AUFGABE A:
Kannst du aus dem Forentext über Lustlosigkeit wortgetreu den Abschnitt ausgeben, der bei den Worten „Ich weiß auch“ beginnt und nach „Problem für mich.“ endet?
AUFGABE B:
Beantworte anhand des Forentexts über Lustlosigkeit:
(i) Wie lange kennen sich Thea und ihr Freund?
(ii) Was kommt laut Thea zusätzlich neu dazu?
(iii) Womit hatte Biene7 fast gerechnet, nachdem sie die medizinischen Fakten kannte?
AUFGABE C:
Wie könnte der Forentext über Lustlosigkeit weitergehen? Führe ihn im Anschluss an seinen letzten Satz fort.

##### LESETEXT

Ich weiß auch das es für meinem Freund so gar nicht einfach ist, sich plötzlich total schlapp, lustlos, antriebslos etc. zu fühlen. Deshalb fordere ich von ihm diesbezüglich im Moment überhaupt nichts. Und das ist kein Problem für mich.

Zusätzlich kommen noch neue ungewohnte Stimmungsschwankungen und Hitzewellen dazu. Die kenne ich von meinen Wechseljahren... das haben wir nun leider beide ... 
Wie gesagt, wir kennen uns drei Jahre...und frisch verliebt waren wir schon noch ... tja, die "Lust" ist leider weg. 

Lieben Gruß
Thea

----------


## Biene7

Hallo Thea, 

danke für Deine Rückmeldung.
Immerhin hattet Ihr schon eine Zeit vor der Erkrankung....wenn auch nur eine kurze....

Du sprichst an, was mich so verunsichert. Ich hatte genau mit dieser kompletten Lustlosigkeit fast gerechnet, nachdem ich die medizinischen Fakten kannte. Aber ich erlebe etwas anderes, auch wenn das teilweise gegensätzlich ist.

##########
##### DATENAUSZÜGE

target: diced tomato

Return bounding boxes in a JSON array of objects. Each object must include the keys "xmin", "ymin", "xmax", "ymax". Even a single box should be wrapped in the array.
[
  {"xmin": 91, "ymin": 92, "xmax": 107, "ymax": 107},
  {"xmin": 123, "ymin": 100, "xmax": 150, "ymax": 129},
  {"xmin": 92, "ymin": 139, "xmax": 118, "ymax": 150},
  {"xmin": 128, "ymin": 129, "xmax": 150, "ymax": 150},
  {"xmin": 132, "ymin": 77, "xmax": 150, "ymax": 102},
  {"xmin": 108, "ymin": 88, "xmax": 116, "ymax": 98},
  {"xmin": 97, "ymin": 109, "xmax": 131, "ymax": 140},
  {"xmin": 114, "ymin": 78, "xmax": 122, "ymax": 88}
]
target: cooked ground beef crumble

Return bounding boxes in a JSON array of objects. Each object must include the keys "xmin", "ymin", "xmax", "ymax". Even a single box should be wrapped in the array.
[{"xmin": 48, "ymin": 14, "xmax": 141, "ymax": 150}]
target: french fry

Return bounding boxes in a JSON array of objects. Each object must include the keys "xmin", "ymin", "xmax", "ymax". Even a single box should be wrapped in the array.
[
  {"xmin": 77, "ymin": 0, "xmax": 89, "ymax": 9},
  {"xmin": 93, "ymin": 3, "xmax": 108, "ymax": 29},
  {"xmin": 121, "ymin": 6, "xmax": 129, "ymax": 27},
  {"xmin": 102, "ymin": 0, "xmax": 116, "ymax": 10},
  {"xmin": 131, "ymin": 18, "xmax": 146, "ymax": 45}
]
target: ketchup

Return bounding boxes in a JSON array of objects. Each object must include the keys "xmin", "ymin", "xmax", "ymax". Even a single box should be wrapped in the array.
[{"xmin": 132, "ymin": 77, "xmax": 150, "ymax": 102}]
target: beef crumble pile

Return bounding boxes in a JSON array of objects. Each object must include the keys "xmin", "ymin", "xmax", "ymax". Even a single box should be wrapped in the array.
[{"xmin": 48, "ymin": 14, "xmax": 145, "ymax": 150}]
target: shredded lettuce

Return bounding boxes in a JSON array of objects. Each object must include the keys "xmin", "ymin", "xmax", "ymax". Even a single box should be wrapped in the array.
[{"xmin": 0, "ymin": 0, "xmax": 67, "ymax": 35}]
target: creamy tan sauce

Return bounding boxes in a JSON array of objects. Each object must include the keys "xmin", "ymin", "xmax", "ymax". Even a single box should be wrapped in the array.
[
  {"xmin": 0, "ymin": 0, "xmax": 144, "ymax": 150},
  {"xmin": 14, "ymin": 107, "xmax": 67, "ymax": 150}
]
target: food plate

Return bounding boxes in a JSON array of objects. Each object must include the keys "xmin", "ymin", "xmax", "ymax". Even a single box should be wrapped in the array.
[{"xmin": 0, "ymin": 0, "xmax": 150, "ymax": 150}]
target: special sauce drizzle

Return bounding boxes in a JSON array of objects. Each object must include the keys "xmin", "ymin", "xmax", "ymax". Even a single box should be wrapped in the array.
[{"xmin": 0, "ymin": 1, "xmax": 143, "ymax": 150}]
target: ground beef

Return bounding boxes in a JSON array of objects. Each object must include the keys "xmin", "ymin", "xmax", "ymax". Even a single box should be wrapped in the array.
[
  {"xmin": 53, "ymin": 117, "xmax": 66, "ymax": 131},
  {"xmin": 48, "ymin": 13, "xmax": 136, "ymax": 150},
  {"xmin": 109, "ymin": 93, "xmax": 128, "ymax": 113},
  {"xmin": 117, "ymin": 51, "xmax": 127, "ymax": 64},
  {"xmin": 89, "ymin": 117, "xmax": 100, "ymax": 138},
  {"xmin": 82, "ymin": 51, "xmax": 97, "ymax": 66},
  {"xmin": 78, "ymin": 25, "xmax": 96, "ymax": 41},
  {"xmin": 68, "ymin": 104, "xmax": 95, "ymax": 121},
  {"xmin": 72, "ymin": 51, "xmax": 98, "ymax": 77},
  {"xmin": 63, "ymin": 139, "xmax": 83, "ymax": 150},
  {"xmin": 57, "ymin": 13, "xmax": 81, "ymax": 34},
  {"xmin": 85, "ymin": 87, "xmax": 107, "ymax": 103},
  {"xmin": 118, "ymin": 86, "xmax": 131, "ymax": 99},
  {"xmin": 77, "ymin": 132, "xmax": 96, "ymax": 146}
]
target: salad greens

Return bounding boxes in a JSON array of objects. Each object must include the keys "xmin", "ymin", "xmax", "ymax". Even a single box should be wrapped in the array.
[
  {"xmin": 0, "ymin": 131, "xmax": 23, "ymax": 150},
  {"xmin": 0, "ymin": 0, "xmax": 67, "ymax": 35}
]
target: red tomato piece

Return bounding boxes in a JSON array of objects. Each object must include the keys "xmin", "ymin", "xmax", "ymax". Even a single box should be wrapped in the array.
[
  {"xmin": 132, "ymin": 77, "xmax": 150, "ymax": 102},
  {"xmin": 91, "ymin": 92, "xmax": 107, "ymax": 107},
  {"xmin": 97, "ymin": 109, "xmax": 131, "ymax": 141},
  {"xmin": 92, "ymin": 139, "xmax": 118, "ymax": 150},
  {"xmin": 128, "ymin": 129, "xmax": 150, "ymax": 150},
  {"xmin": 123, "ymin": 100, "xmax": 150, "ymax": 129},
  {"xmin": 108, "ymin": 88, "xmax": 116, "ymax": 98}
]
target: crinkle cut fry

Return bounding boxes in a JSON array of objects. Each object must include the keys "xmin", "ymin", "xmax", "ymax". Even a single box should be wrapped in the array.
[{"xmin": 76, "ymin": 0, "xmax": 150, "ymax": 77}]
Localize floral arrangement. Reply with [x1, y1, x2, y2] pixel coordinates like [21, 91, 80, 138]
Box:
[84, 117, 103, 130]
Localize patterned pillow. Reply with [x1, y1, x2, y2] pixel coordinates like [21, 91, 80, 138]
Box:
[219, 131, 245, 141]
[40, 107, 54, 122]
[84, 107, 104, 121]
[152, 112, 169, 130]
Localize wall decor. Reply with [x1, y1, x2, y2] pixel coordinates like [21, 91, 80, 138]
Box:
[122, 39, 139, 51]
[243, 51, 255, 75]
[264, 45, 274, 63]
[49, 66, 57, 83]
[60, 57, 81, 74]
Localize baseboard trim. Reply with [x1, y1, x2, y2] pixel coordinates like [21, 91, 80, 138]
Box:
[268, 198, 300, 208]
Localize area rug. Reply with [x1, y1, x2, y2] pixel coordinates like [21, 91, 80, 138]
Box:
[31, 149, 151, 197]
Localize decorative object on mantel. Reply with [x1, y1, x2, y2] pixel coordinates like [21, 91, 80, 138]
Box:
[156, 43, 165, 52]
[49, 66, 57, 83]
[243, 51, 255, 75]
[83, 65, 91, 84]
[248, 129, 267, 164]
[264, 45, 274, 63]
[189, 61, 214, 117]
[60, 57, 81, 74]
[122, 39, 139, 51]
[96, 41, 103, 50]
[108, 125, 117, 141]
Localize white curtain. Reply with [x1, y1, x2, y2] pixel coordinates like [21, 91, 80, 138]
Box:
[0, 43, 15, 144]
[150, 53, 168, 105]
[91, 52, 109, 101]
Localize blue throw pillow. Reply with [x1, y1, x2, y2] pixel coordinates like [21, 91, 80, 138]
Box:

##########

LÖSUNG A:
Ich weiß auch das es für meinem Freund so gar nicht einfach ist, sich plötzlich total schlapp, lustlos, antriebslos etc. zu fühlen. Deshalb fordere ich von ihm diesbezüglich im Moment überhaupt nichts. Und das ist kein Problem für mich.

LÖSUNG B:
(i) Drei Jahre.
(ii) Neue, ungewohnte Stimmungsschwankungen und Hitzewellen.
(iii) Mit der kompletten Lustlosigkeit.

LÖSUNG C:
Stimmungsschwankungen und generelle Antriebslosigkeit, schlapp etc. ist mein Freund überhaupt nicht. Er ist sportlich genauso aktiv wie ich ihn immer kannte, ständig unterwegs, ständig unter Leuten. 
Aber wenn es um unser Liebesleben geht: da erlebe ich eben zwei Seiten an ihm. Von ihm aus kommt wenig, ausser Zärtlichkeit. Aber was von mir kommt, geniesst er sichtlich, geht voll darauf ein und wird dann auch aktiver. Ich verlange gar nichts, das wäre ja absurd!! Aber ich probiere halt mal etwas aus, sehr vorsichtig. Und es fällt mir auf, dass da weit mehr ist, als es laut "Packungsbeilage" bei der Teherapie zu erwarten wäre. Ist ja schön!! Ich frage mich nur manchmal, wie er sich wirklich fühlt....Denn ich will ihn auf keinen Fall drängen!
Lustlosigkeit heisst ja auch nicht, dass man sich nicht mehr verlieben kann, oder? Und da spielt sich ja dann auch viel im Kopf ab. Denke ich mal. Der Wunsch nach Nähe ist ja, wenn man frisch verliebt ist, vielleicht auch unabhängig von den Hormonen? Ich weiss es auch nicht, aber ich würde gern besser verstehen, wie er fühlt. Selber habe ich mich auf diese Ungewissheit eingelassen, als wir uns näher gekommen sind und habe gar keine Erwartungen.....
Und das ist halt schon schwierig: ich kannte ihn eben vorher nicht....wie er war als Partner, vor dieser Krankheit....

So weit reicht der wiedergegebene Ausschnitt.